FRAGMENT STRONY:
-=-=-=-=-

Łódzki lekarz Tomasz Karauda został przesłuchany w łódzkiej prokuraturze po tym, jak złożył zawiadomienie o groźbach karalnych. - Mamy, jako lekarze, moralny obowiązek zachęcania do szczepień. To zawiadomienie to jasny sygnał, że ataki w stronę medyków nie pozostaną bez konsekwencji - mówił lekarz po wyjściu z gmachu prokuratury. W sprawie na razie nikt nie usłyszał zarzutów.
Zawiadomienie w sprawie gróźb karalnych łódzki lekarz złożył na początku lipca. Podkreślał wtedy, że jako osoba często pojawiająca się w mediach przyzwyczaił się, że spotyka go hejt. Kiedy jednak pod publikacjami z jego udziałem zaczęły się pojawiać groźby pozbawienia jego i członków jego rodziny życia - postanowił działać.
- W krytycznym momencie Okręgowa Izba Lekarska zaproponowała mi ochronę prawną. To bardzo ważne, życzę sobie, żeby każdy lekarz, pielęgniarka czy ratownik mogli liczyć na takie wsparcie - powiedział Karauda przed kamerą TVN24 po wyjściu z prokuratury.

-=-=-=-=-

WPISY Z DANYMI:
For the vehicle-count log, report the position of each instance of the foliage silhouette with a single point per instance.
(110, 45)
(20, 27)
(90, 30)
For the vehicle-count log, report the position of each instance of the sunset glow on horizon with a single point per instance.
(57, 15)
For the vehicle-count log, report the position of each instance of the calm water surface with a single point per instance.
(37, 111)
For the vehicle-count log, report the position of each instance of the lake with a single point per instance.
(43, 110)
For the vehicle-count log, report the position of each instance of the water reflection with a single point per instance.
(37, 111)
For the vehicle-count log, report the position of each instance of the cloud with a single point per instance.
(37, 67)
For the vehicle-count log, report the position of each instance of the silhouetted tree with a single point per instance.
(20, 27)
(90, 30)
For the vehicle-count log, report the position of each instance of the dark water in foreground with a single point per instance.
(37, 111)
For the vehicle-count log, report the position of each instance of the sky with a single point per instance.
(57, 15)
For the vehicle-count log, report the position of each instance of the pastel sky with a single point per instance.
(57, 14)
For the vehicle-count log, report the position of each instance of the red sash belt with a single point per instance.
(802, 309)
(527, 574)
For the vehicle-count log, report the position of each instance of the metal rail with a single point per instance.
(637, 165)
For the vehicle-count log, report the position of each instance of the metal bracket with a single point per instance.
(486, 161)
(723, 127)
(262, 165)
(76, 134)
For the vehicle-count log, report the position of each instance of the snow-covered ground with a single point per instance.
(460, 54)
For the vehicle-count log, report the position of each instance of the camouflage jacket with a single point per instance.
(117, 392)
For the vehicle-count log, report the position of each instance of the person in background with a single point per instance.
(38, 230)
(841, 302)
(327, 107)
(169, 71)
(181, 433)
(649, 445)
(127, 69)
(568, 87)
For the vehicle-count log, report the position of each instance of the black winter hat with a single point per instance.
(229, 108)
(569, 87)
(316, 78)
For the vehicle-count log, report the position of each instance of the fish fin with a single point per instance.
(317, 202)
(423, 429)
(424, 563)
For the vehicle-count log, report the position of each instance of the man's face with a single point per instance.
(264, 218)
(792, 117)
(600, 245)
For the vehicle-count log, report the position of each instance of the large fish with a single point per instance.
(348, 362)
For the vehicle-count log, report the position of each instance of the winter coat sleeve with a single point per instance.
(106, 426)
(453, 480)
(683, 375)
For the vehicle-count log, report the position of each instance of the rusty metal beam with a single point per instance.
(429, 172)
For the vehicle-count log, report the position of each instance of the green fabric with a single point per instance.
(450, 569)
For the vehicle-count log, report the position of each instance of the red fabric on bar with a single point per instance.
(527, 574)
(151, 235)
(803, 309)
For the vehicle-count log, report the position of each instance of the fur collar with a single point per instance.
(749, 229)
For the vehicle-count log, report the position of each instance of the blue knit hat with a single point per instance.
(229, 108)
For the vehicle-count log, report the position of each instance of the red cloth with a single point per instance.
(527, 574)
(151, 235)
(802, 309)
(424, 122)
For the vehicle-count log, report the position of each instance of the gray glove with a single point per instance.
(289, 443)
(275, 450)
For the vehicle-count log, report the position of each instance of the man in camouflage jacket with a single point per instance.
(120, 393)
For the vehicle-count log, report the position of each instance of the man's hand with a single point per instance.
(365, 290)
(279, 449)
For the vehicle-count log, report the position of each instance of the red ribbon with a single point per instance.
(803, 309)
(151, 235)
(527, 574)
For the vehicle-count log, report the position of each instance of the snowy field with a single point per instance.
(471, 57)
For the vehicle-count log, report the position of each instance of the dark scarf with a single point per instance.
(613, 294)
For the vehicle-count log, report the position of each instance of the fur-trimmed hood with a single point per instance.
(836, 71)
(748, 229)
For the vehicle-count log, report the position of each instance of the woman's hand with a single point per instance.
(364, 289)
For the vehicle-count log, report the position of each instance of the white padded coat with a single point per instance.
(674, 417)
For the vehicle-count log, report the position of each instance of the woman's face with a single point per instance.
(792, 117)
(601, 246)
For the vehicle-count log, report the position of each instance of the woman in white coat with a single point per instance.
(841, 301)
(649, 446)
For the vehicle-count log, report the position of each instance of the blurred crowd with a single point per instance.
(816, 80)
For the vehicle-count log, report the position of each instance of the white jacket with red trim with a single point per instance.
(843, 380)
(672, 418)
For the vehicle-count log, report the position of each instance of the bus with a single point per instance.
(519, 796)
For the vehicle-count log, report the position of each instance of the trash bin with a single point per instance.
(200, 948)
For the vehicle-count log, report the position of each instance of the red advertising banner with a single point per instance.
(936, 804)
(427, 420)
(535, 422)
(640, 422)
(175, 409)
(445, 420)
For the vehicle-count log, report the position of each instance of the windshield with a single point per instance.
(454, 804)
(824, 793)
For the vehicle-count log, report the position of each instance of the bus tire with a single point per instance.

-=-=-=-=-

POLECENIE: Dopisz dalszy ciąg tekstu o zawiadomieniu łódzkiego lekarza Tomasza Karaudy w sprawie gróźb karalnych, zaczynając od miejsca po jego ostatnim zdaniu.

ODPOWIEDŹ:
Głos sprzeciwu
Podkreślił, że - jako lekarz - "zawsze będzie stał po stronie życia":
- Mamy moralne zobowiązanie zachęcania do szczepień. Mamy je wobec tych, którzy zmarli w czasie pandemii; wobec tych, którzy nie wrócą już do pełni sił. Z tej aktywności nie zrezygnujemy mimo hejtu - zaznaczył lekarz.
Jego zdaniem, trzeba jasno postawić granicę i nie dopuścić, by przeciwnicy szczepień mogli bezkarnie atakować służbę zdrowia.
- Nie ma na to zgody. Na końcu to od nas - ratowników, pielęgniarek, medyków - zależy ludzkie życie. Bierne przyglądanie się złu i brak reakcji jest przyzwoleniem na jego istnienie - mówił dr Tomasz Karauda.
Początkowy etap
O przesłuchaniu w łódzkiej prokuraturze opowiadał też mecenas Amadeusz Małolepszy, który został przydzielony do pomocy prawnej przez Okręgową Izbę Lekarską.
- To było merytoryczne przesłuchanie w sprawie gróźb kierowanych pod adresem mojego klienta. Prokuratura zapowiedziała podjęcie działań procesowych, żeby sprawa mogła się dynamicznie rozwijać, żeby sprawcy gróźb mogli zostać pociągnięci do odpowiedzialności karnej - mówił prawnik.
Przypomniał, że za kierowanie gróźb karalnych grozi kara grzywny, ograniczenia wolności, a nawet do dwóch lat więzienia. - Mamy sam początek postępowania. Trudno na tym etapie mówić o końcowej kwalifikacji - powiedział mecenas Małolepszy.
Nie chciał cytować wpisów, które sprawiły, że sprawa trafiła do prokuratury. Ograniczył się do stwierdzenia, że były to groźby pozbawienia życia i zdrowia, które "były kierowane bezpośrednio w stronę pana doktora".
- Były to stwierdzenia ujęte w różnej formie językowej, ale sprowadzały się do zapowiedzi wyrządzenia mu krzywdy - kończy prawnik.